Data entries
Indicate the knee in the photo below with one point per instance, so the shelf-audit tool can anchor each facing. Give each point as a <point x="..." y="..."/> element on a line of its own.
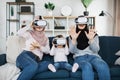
<point x="86" y="66"/>
<point x="33" y="67"/>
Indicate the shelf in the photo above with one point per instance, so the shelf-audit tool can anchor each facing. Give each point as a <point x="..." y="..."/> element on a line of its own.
<point x="20" y="3"/>
<point x="62" y="21"/>
<point x="26" y="13"/>
<point x="14" y="22"/>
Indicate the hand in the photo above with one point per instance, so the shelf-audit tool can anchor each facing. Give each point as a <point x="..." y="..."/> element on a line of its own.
<point x="35" y="45"/>
<point x="91" y="33"/>
<point x="73" y="33"/>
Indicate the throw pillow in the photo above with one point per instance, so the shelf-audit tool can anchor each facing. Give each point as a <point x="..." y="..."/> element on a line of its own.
<point x="14" y="48"/>
<point x="2" y="59"/>
<point x="117" y="61"/>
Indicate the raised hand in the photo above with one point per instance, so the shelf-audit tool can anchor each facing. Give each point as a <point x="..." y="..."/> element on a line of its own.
<point x="91" y="33"/>
<point x="73" y="34"/>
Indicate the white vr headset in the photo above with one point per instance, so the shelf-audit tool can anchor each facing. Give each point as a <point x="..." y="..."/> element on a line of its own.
<point x="41" y="23"/>
<point x="81" y="20"/>
<point x="59" y="41"/>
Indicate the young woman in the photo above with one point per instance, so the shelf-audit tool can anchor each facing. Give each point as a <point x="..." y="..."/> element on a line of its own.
<point x="84" y="44"/>
<point x="36" y="44"/>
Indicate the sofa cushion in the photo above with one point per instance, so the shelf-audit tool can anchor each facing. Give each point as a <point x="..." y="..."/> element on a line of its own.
<point x="14" y="47"/>
<point x="49" y="74"/>
<point x="109" y="45"/>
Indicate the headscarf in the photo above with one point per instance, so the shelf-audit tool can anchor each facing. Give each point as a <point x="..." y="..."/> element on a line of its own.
<point x="39" y="36"/>
<point x="82" y="40"/>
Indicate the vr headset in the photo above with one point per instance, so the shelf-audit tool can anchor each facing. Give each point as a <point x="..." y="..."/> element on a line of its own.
<point x="59" y="41"/>
<point x="81" y="20"/>
<point x="41" y="23"/>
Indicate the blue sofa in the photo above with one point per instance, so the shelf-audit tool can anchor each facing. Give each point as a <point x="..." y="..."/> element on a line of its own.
<point x="109" y="46"/>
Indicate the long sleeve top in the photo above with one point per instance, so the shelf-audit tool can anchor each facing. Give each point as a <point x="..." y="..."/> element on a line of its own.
<point x="23" y="32"/>
<point x="92" y="49"/>
<point x="60" y="54"/>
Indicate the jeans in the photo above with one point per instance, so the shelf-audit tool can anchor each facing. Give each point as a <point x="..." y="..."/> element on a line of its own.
<point x="88" y="62"/>
<point x="29" y="66"/>
<point x="63" y="65"/>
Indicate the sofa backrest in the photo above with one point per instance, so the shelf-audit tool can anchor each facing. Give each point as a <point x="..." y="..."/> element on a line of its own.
<point x="109" y="45"/>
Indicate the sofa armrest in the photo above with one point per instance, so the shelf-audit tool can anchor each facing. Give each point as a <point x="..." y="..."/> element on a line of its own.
<point x="2" y="59"/>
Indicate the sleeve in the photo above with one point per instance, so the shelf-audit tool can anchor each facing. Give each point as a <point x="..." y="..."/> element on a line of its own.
<point x="71" y="46"/>
<point x="46" y="49"/>
<point x="23" y="32"/>
<point x="94" y="45"/>
<point x="66" y="50"/>
<point x="52" y="51"/>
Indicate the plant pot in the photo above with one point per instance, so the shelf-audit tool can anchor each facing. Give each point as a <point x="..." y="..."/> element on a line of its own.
<point x="86" y="13"/>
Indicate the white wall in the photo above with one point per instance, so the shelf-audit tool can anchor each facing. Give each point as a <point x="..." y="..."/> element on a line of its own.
<point x="104" y="25"/>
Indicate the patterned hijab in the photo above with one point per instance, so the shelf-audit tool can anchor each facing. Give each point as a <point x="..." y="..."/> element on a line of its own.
<point x="39" y="36"/>
<point x="82" y="40"/>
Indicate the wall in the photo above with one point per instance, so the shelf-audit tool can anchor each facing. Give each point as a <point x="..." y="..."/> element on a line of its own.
<point x="104" y="25"/>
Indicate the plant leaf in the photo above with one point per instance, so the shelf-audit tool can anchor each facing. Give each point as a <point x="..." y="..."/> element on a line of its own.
<point x="86" y="3"/>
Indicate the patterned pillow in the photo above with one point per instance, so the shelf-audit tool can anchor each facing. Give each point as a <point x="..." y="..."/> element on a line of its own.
<point x="117" y="61"/>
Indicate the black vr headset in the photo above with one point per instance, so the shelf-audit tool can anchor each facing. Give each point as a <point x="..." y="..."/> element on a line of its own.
<point x="81" y="20"/>
<point x="40" y="22"/>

_EXERCISE DIRECTIONS_:
Extract the entries in full, exactly as they are, minus the pictures.

_EXERCISE RESULT_:
Indicate the knee in the photo below with one point per instance, so the shelf-audit tool can anchor each facing. Give each point as a <point x="..." y="..."/> element on a line of its own.
<point x="86" y="66"/>
<point x="33" y="67"/>
Indicate the shelf in the photo above with one point per instance, so the shelf-audit tool can anchor each facing. Give each point as a <point x="..." y="..."/> element on a line of its own.
<point x="20" y="3"/>
<point x="62" y="21"/>
<point x="26" y="13"/>
<point x="14" y="22"/>
Indicate the hand in the photo above with one point per instance, so the shelf-audit tool can anchor each facing. Give each point as a <point x="..." y="..."/> element on a line of its own.
<point x="35" y="45"/>
<point x="91" y="33"/>
<point x="73" y="33"/>
Indicate the throw pillow in the photo above with one point per instance, so the shelf-audit tool can anchor each facing. Give each point as a <point x="..." y="..."/> element on a line of its own.
<point x="14" y="48"/>
<point x="2" y="59"/>
<point x="117" y="61"/>
Indicate the raised hand in the photo above with one point per instance, so the shelf-audit tool can anchor each facing. Give each point as a <point x="..." y="..."/> element on a line of its own.
<point x="91" y="33"/>
<point x="73" y="34"/>
Indicate the white vr headset in the photo above with one point per instance, so the shelf-audit tool can anchor each facing. Give each point as a <point x="..." y="..."/> element on a line of its own.
<point x="41" y="23"/>
<point x="81" y="20"/>
<point x="59" y="41"/>
Indicate the young woman in the photo above with one point per instance, so the shelf-audit tool can anchor each facing. Give each point as a <point x="..." y="..."/> element on a line of its own.
<point x="84" y="44"/>
<point x="36" y="44"/>
Indicate the sofa cushion in the photo above with one point per instance, so the shelf-audit tool can anchor each facing. Give each point as a <point x="..." y="..."/> element on a line of its own.
<point x="14" y="47"/>
<point x="49" y="74"/>
<point x="109" y="45"/>
Indicate the headscarf in the photo above with one point per instance, so the shelf-audit tool can anchor each facing. Give each point as a <point x="..." y="..."/> element on a line of its own.
<point x="39" y="36"/>
<point x="82" y="40"/>
Indicate the vr headset in the photo above with one point per instance, so the shelf-audit tool can anchor each facing. Give each point as a <point x="..." y="..."/> element on a line of its own.
<point x="59" y="41"/>
<point x="81" y="20"/>
<point x="41" y="23"/>
Indicate the blue sofa in the photo above with one point per instance, so the shelf-audit tool can anchor each facing. Give each point as a <point x="..." y="..."/> element on a line of its own.
<point x="109" y="46"/>
Indicate the long sleeve top in the photo above with one point per instance, so the shelf-audit tool can anchor each facing. Give each point as a <point x="..." y="..."/> element on a line of its own.
<point x="23" y="32"/>
<point x="92" y="49"/>
<point x="60" y="54"/>
Indicate the jeans in the photo above with one point per instance, so the shelf-audit tool can anchor each facing. Give each point as a <point x="..." y="..."/> element on a line of its own.
<point x="88" y="62"/>
<point x="29" y="66"/>
<point x="63" y="65"/>
Indicate the sofa backrest in the photo above with one point per instance, so the shelf-audit tool can anchor each facing. Give each point as a <point x="..." y="..."/> element on a line of its own.
<point x="109" y="45"/>
Indicate the sofa armrest in the photo above with one point per instance, so the shelf-audit tool can anchor each facing. Give each point as a <point x="..." y="..."/> element on a line of its own.
<point x="2" y="59"/>
Indicate the sleeve in the photo above with one point per instance, so the shelf-audit tool can anchor each facing. Give each point as a <point x="..." y="..."/> element on a line of its own.
<point x="71" y="46"/>
<point x="46" y="49"/>
<point x="23" y="32"/>
<point x="94" y="45"/>
<point x="66" y="50"/>
<point x="52" y="51"/>
Indicate the plant pot in the photo above with one point per instance, so the shelf-audit tool can anchor each facing. Give each point as a <point x="..." y="..."/> element on a line of its own.
<point x="86" y="13"/>
Indicate the white wall in the photo above with one point per instance, so the shelf-audit tool can anchor each facing. Give each point as a <point x="..." y="..."/> element on a line of its own.
<point x="104" y="25"/>
Indicate the patterned hijab in the photo above with one point per instance, so the shelf-audit tool can anchor each facing. Give each point as a <point x="..." y="..."/> element on a line of its own.
<point x="39" y="36"/>
<point x="82" y="40"/>
Indicate the wall in the photo above with one point per instance, so the shelf-audit tool can anchor each facing. Give each point as a <point x="..." y="..."/> element on a line of its own.
<point x="104" y="25"/>
Indicate the plant leaf in the photo above with one point per instance, so the shelf-audit tool can anchor each facing. Give each point as a <point x="..." y="..."/> element on a line of its own.
<point x="86" y="3"/>
Indicate the patterned pillow in the photo above with one point per instance, so the shelf-audit tool can anchor each facing. Give each point as a <point x="..." y="..."/> element on a line of its own.
<point x="117" y="61"/>
Indicate the black vr headset in the photo above with one point per instance, so the shelf-audit tool can anchor each facing. Give each point as a <point x="..." y="..."/> element on a line of its own.
<point x="81" y="20"/>
<point x="40" y="22"/>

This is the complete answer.